A block of data
BEGIN

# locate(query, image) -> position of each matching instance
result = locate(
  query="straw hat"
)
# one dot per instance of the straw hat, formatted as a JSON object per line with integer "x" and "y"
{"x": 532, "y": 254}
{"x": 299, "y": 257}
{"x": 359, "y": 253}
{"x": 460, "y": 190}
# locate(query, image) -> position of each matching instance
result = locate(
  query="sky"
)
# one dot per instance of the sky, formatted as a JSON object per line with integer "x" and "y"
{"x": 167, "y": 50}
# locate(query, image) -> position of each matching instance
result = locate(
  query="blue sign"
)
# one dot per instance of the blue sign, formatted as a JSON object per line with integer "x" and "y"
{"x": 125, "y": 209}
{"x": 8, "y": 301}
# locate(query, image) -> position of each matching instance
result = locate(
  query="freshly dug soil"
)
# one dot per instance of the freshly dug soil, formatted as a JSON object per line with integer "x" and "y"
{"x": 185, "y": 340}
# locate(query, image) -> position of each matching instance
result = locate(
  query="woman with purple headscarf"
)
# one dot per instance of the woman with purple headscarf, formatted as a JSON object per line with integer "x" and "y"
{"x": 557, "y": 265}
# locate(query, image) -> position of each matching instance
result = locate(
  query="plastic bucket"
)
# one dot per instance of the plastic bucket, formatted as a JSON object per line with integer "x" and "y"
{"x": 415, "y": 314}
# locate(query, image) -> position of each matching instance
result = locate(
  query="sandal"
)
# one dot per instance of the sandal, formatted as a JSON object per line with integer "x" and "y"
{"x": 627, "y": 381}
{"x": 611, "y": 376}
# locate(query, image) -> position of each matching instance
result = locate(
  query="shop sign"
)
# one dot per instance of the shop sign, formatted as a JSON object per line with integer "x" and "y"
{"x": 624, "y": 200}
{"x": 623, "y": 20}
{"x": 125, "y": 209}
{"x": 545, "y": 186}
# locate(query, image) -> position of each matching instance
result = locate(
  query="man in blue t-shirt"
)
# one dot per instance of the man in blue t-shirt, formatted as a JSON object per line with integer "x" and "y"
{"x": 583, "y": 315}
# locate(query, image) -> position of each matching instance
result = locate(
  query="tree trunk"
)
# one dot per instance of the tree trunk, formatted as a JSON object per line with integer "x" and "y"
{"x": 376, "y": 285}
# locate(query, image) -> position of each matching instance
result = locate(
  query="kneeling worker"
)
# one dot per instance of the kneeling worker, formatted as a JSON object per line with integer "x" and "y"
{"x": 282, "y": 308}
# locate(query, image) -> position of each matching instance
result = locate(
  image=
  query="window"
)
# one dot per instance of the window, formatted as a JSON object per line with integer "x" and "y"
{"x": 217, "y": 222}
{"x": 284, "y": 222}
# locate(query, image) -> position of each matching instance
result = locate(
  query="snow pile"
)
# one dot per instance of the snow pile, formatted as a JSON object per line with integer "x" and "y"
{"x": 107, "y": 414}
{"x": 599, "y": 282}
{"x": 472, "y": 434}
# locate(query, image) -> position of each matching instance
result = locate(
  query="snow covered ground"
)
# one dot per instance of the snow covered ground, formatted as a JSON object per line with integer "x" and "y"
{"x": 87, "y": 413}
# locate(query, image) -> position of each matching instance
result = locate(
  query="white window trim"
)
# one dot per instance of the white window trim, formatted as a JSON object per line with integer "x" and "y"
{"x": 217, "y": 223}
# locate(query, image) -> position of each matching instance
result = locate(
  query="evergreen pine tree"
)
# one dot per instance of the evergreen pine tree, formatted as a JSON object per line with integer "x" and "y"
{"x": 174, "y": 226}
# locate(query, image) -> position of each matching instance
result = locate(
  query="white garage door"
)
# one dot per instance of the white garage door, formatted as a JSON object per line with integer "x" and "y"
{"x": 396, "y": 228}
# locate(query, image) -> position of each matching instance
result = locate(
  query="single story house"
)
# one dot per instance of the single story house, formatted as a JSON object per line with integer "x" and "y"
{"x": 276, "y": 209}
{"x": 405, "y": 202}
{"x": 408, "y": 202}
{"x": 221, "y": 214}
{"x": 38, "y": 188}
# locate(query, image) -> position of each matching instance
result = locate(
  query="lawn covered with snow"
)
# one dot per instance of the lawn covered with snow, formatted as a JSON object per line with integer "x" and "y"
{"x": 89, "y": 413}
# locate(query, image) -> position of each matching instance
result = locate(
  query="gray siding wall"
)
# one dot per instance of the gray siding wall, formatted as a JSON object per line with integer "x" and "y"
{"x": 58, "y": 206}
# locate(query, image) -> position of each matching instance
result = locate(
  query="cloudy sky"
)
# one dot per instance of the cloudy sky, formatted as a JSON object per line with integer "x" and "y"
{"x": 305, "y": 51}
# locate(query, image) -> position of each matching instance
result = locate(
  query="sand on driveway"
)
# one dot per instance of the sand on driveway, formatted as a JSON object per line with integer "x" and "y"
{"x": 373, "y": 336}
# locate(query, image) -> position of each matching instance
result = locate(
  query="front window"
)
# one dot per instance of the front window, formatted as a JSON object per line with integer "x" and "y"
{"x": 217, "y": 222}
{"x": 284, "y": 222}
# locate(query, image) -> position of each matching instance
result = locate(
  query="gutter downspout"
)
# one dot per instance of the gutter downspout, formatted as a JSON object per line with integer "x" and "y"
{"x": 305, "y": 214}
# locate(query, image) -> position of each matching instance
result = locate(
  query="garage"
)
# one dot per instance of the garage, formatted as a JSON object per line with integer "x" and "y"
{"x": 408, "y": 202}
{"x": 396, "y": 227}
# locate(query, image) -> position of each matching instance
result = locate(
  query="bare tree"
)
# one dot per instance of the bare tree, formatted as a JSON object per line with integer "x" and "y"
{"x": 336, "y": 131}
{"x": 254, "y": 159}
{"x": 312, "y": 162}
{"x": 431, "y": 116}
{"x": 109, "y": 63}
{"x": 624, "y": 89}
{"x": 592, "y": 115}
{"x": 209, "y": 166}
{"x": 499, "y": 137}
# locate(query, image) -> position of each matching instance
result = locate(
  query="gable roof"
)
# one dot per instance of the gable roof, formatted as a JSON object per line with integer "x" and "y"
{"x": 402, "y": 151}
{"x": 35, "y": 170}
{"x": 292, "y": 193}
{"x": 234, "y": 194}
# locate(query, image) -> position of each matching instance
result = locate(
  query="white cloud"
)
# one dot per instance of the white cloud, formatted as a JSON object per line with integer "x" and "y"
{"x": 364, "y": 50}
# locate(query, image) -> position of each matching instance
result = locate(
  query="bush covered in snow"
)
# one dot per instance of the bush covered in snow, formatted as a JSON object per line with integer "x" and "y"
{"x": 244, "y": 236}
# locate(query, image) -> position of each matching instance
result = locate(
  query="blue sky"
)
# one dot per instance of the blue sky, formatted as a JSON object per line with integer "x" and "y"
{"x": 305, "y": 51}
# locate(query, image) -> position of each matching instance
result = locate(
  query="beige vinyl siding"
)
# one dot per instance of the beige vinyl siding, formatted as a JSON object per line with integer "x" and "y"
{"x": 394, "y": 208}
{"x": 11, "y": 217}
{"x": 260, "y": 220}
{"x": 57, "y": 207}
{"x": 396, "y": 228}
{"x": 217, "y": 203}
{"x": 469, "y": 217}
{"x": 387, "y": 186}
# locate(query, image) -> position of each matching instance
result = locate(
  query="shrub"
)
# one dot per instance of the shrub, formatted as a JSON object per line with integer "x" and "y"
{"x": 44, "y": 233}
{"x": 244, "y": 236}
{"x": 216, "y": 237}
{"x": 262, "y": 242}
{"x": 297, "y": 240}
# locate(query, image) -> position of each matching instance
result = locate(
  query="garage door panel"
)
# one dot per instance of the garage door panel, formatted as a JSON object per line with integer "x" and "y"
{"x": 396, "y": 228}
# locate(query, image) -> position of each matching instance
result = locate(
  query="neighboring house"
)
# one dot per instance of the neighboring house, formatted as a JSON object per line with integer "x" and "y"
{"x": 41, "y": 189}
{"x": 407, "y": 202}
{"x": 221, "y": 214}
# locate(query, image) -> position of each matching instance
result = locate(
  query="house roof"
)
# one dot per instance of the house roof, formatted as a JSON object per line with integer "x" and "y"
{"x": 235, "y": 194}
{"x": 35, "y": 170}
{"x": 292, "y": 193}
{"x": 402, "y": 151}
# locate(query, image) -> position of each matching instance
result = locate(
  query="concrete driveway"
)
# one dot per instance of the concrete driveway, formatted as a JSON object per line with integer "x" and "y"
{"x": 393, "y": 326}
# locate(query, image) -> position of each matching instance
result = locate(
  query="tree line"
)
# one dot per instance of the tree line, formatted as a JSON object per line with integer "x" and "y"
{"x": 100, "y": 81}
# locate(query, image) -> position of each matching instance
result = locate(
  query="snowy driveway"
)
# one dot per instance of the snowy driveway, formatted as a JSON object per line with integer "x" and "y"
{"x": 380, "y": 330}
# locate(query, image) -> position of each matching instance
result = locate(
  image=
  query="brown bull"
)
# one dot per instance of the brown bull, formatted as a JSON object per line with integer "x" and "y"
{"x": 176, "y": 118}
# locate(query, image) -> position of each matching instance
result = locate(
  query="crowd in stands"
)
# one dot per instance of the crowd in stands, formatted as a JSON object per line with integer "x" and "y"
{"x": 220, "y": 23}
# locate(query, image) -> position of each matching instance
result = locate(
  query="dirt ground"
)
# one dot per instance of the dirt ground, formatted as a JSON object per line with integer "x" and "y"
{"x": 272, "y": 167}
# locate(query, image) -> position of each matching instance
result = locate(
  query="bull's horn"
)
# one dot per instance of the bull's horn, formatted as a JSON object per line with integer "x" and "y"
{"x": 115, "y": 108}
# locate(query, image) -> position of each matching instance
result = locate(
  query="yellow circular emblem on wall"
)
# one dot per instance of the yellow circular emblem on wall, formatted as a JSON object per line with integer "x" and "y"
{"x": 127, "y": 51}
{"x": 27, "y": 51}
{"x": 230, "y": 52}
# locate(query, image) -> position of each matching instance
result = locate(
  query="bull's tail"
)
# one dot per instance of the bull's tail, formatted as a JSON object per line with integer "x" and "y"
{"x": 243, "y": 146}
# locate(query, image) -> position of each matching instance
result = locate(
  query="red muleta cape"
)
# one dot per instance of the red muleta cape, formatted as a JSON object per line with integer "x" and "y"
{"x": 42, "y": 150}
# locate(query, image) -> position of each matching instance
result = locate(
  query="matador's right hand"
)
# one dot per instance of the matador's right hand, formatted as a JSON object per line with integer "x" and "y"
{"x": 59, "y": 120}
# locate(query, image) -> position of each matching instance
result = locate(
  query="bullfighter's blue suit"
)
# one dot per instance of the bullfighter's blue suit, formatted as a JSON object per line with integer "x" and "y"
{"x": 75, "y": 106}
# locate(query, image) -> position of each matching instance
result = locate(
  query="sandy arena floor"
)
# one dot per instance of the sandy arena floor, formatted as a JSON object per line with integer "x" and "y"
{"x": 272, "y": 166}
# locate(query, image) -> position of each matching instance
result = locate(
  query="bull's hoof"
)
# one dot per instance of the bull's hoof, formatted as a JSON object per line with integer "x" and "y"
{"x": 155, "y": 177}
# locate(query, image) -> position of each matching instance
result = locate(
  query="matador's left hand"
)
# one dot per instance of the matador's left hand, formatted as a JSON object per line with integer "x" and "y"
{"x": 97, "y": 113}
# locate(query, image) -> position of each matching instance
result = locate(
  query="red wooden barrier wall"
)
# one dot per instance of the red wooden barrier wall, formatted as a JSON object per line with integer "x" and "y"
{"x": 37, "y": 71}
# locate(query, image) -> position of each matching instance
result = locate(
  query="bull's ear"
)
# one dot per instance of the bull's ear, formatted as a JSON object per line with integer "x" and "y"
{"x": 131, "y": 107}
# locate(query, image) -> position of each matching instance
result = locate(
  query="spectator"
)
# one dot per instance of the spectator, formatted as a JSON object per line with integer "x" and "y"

END

» What is expected
Tally the lines in the entries above that contain the string "matador", treating uppercase and lowercase as different, and give only the number.

» Reply to the task
4